● **Requests**
1. According to the event description, when was this performance format first realized?
2. Condense the paragraph of the event description that begins "A soloist on stage in a duet" into a shorter version that keeps its main facts.
3. Reproduce verbatim the stretch of the event description from "AUGUST 31 |" through "side cannot hear.".

AUGUST 31 | 3PM
TVVO:ID | A/LIVE IN NEW YORK + UKRAINE
CLEMENTE SOTO VELEZ CULTURAL AND EDUCATIONAL CENTER
A soloist on stage in a duet with an invisible counterpart. The musicians are separated by place, time, and war. One plays live in New York, the other appears via a recording made earlier in Kyiv. This format was first realized in November 2024 as a “signal” from wartime Kyiv to peaceful Berlin. In its current edition, that same signal now travels across the ocean to New York. The Ukrainian musician does not know whether the dialogue with his counterpart will succeed. In New York, it unfolds as a conversation the other side cannot hear.
The musical experience of the evening will suggest a complex entanglement of pieces from composers Anna Arkushyna, Ihor Zavhorodnii, and Albert Saprykin in their attempt at personal and collective research on the topic of fragile connections and uncertainty in dialogue during the war and beyond.

● **Entries shown**
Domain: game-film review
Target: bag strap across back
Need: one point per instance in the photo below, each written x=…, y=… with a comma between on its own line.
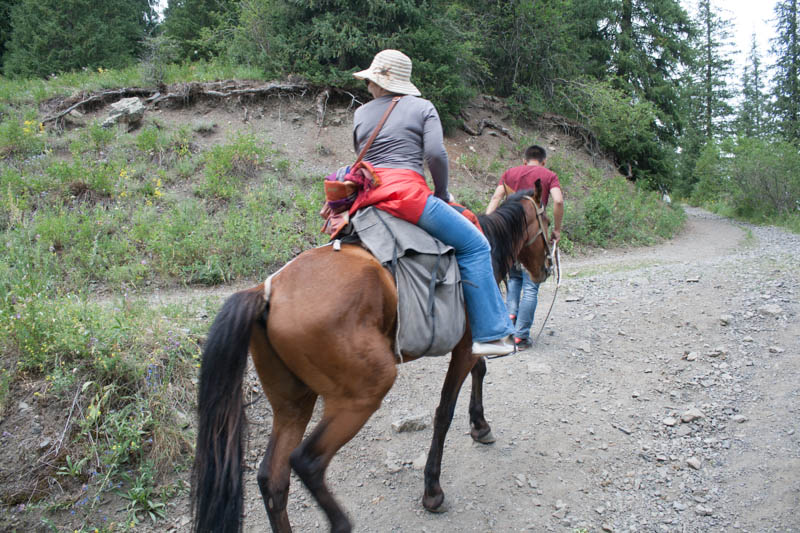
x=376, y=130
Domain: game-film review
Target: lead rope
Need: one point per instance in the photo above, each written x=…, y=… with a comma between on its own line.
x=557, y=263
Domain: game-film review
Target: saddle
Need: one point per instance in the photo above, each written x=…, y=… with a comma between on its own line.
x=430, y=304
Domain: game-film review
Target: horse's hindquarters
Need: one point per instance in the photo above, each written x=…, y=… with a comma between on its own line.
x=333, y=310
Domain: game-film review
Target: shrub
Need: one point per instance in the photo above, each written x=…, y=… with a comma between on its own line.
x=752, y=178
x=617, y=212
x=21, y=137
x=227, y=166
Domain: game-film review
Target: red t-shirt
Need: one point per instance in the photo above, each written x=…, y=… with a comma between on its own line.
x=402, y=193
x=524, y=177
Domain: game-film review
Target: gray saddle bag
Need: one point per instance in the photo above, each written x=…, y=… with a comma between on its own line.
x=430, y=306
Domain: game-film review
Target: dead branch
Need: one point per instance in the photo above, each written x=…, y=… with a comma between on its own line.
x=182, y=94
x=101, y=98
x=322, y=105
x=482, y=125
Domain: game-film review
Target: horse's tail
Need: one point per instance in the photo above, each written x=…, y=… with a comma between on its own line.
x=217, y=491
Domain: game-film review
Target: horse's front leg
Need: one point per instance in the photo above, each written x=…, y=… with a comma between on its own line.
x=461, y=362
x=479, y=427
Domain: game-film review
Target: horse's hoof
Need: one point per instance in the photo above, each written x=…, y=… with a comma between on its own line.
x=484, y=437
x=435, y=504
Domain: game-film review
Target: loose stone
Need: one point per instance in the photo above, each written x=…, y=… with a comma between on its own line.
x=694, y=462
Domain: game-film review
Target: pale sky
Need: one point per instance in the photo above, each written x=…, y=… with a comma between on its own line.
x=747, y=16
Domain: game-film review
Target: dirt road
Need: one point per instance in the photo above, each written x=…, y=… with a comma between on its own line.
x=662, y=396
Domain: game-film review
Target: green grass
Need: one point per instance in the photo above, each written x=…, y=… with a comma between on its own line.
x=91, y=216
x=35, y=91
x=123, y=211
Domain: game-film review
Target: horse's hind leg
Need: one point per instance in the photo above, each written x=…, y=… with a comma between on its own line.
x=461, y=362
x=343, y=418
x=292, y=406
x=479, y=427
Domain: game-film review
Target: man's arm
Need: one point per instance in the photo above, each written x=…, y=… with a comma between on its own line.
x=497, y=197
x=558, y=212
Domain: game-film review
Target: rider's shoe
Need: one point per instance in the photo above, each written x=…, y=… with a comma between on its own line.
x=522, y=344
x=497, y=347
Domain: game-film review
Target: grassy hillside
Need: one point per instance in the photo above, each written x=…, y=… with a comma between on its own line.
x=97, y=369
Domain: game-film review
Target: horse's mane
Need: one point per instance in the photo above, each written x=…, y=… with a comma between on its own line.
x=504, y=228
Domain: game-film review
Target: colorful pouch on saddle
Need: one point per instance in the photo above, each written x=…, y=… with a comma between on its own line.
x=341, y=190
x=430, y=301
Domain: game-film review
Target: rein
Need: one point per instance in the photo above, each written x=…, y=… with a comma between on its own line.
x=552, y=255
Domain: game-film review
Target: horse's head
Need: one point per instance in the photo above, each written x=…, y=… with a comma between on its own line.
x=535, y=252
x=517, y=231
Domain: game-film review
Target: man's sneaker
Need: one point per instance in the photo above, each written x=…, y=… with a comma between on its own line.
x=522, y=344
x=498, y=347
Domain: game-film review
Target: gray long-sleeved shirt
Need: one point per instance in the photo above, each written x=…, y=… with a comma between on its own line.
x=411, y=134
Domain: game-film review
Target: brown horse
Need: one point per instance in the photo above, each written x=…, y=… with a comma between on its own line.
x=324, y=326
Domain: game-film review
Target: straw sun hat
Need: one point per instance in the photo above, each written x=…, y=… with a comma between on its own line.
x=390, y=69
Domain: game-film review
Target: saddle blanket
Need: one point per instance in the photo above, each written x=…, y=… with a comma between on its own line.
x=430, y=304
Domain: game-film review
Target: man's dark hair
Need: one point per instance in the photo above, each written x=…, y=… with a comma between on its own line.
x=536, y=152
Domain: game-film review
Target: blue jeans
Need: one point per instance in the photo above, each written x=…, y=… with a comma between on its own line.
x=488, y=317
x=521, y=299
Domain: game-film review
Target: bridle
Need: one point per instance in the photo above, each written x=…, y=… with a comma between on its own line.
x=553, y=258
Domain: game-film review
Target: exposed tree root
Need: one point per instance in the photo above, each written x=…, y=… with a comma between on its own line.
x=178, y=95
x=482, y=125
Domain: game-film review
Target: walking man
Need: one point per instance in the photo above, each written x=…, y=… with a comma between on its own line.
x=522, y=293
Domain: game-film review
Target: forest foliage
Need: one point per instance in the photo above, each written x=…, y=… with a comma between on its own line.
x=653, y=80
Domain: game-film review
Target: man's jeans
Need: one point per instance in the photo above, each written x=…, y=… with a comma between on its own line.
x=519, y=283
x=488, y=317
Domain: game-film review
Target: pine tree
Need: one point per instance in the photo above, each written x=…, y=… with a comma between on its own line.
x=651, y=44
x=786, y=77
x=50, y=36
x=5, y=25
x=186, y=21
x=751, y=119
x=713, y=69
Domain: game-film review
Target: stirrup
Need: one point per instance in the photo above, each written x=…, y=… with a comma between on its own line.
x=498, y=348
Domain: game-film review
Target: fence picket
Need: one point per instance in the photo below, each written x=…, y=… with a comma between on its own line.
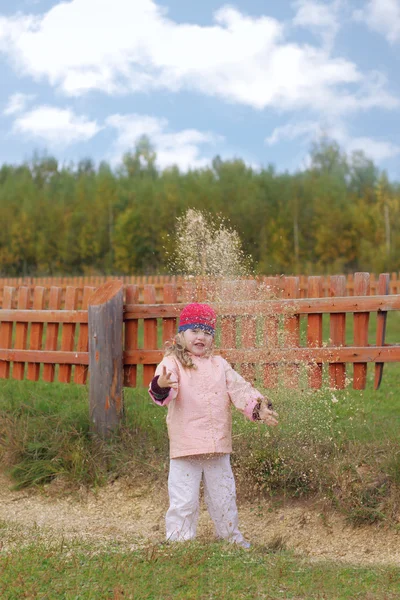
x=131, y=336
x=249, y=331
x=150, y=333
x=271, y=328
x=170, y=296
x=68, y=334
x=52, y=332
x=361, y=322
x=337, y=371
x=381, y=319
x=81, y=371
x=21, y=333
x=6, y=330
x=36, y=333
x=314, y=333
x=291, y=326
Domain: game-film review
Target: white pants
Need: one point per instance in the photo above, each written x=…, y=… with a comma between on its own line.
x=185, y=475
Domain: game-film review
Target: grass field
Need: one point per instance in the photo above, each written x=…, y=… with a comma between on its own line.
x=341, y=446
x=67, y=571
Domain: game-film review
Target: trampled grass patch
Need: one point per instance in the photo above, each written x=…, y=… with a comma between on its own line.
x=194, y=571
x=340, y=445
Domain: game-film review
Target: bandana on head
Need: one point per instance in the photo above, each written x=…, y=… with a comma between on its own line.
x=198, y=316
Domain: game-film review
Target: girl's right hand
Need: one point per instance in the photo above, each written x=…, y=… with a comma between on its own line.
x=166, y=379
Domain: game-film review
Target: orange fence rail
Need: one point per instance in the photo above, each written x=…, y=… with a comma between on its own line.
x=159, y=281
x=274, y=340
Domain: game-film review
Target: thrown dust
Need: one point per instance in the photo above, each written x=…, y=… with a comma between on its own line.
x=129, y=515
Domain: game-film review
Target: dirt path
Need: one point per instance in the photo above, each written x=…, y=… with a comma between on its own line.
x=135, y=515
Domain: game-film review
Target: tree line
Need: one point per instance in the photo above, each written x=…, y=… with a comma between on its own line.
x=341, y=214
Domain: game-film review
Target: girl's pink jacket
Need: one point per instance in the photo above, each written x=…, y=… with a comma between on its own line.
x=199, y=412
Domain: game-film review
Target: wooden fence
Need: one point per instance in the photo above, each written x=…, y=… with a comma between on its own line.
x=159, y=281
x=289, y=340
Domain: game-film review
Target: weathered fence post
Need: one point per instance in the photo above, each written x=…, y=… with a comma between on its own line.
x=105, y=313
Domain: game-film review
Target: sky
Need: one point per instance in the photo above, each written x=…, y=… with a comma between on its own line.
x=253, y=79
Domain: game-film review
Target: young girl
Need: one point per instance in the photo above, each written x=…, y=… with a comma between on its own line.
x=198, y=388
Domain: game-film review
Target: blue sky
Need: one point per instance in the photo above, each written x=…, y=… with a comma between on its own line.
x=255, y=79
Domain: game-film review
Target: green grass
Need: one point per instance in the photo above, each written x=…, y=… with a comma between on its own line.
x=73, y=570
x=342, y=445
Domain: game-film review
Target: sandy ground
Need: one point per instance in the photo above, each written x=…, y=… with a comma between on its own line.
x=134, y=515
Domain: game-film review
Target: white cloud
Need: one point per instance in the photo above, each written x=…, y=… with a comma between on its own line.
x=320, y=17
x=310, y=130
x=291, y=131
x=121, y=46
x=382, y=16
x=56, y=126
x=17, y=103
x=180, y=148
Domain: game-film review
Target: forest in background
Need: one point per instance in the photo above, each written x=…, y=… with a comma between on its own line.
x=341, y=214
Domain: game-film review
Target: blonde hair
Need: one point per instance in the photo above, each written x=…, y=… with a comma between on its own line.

● **Answers for the tasks**
1. In November 2024.

2. A soloist performs live in New York in a duet with a counterpart heard through a recording made earlier in Kyiv; the two are separated by place, time, and war. The format was first realized in November 2024 as a "signal" from wartime Kyiv to peaceful Berlin and now crosses the ocean to New York. The Ukrainian musician does not know whether the dialogue will succeed, and in New York it unfolds as a conversation the other side cannot hear.

3.
AUGUST 31 | 3PM
TVVO:ID | A/LIVE IN NEW YORK + UKRAINE
CLEMENTE SOTO VELEZ CULTURAL AND EDUCATIONAL CENTER
A soloist on stage in a duet with an invisible counterpart. The musicians are separated by place, time, and war. One plays live in New York, the other appears via a recording made earlier in Kyiv. This format was first realized in November 2024 as a “signal” from wartime Kyiv to peaceful Berlin. In its current edition, that same signal now travels across the ocean to New York. The Ukrainian musician does not know whether the dialogue with his counterpart will succeed. In New York, it unfolds as a conversation the other side cannot hear.